**GIVEN TASK**
Please pick out every line in the entries below that contains the word "blue" and copy each of those lines.

**AVAILABLE RECORDS**

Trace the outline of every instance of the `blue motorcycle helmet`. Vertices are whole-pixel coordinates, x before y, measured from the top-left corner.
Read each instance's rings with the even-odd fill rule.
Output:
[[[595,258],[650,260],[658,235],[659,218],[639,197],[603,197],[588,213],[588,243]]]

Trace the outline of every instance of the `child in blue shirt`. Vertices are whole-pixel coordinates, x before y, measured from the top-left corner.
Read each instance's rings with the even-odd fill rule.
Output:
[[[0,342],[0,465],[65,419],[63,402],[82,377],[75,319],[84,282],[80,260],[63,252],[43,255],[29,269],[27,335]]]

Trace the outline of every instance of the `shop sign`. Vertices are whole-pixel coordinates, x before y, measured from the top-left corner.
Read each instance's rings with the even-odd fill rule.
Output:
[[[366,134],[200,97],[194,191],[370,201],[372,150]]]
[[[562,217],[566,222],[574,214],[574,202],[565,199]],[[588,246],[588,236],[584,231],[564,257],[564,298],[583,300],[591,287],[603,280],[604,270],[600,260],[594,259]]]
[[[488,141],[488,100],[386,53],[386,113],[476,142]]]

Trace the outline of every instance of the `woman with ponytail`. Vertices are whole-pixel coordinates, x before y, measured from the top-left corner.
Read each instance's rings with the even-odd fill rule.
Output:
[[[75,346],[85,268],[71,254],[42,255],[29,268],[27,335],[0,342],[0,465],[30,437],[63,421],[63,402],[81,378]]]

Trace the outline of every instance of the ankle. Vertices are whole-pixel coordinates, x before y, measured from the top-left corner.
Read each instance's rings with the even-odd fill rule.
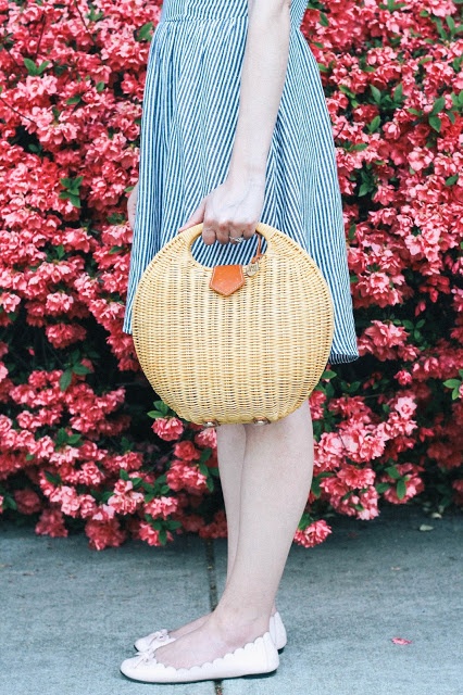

**EXERCISE OUTPUT**
Trace the outline of every instance of the `blue motorcycle helmet`. Vertices are whole-pixel coordinates, x before y, measured from the top-left corner.
Trace the outline of every instance of the `child in blue shirt`. Vertices are whole-pixel coordinates, x before y, measured from the top-left corner.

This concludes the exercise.